====== Data under study
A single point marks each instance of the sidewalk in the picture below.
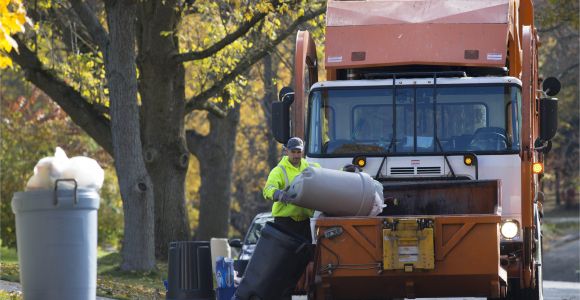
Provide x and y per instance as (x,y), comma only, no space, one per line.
(15,287)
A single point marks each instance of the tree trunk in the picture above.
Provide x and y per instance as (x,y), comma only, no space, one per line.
(215,153)
(134,182)
(270,67)
(162,91)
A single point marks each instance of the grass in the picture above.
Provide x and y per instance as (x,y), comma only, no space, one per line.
(112,282)
(10,295)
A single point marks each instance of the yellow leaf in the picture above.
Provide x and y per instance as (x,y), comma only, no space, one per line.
(5,62)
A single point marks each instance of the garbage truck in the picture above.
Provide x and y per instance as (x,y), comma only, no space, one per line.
(441,102)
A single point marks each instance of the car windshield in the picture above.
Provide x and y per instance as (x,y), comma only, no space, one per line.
(380,119)
(255,230)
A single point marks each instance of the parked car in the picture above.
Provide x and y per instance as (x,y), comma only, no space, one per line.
(249,243)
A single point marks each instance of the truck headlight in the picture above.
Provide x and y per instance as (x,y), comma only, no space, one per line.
(509,229)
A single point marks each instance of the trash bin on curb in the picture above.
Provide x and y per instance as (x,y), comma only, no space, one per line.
(225,278)
(278,261)
(56,236)
(189,275)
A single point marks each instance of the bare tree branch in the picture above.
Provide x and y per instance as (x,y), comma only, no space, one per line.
(249,60)
(227,40)
(94,27)
(83,113)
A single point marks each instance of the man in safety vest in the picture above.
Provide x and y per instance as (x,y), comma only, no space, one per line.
(287,215)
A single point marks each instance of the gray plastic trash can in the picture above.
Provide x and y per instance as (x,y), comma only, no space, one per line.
(56,235)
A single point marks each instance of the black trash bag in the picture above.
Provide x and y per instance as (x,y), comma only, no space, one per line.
(278,261)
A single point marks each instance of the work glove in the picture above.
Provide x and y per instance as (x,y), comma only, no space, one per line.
(281,196)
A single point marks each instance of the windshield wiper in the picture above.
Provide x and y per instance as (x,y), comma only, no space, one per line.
(435,125)
(394,136)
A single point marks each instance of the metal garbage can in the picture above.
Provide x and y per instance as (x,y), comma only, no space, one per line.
(56,236)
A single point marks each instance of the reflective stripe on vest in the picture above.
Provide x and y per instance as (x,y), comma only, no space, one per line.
(285,176)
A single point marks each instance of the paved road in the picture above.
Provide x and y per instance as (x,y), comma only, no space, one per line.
(553,290)
(562,262)
(561,273)
(14,287)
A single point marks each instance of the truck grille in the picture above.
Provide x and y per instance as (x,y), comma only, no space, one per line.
(402,171)
(415,171)
(428,170)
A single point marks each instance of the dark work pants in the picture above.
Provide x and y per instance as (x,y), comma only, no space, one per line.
(301,228)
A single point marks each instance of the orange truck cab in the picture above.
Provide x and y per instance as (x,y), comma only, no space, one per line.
(440,102)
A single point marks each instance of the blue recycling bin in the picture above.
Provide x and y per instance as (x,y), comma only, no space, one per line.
(224,273)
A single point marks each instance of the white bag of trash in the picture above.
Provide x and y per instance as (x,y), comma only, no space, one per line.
(85,171)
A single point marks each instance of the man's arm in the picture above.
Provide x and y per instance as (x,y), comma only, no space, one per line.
(275,182)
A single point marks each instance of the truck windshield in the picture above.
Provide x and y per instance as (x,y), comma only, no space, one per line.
(378,120)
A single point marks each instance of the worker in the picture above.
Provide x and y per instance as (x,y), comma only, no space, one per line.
(294,218)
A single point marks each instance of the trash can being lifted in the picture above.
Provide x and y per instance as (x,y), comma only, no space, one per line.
(56,235)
============
● What you should do
All lines of the records above with the word "trash" in them are to be copied.

● Result
A single point marks each instance of the trash bin on curb in the picture above.
A single point marks each instance of the gray plastic trash can in the picture above.
A single point marks each instance of the black trash bag in the picture above.
A single point marks each instance of the white bag of trash in the picture above.
A single point marks each instance of the trash can being lifted in the picture above.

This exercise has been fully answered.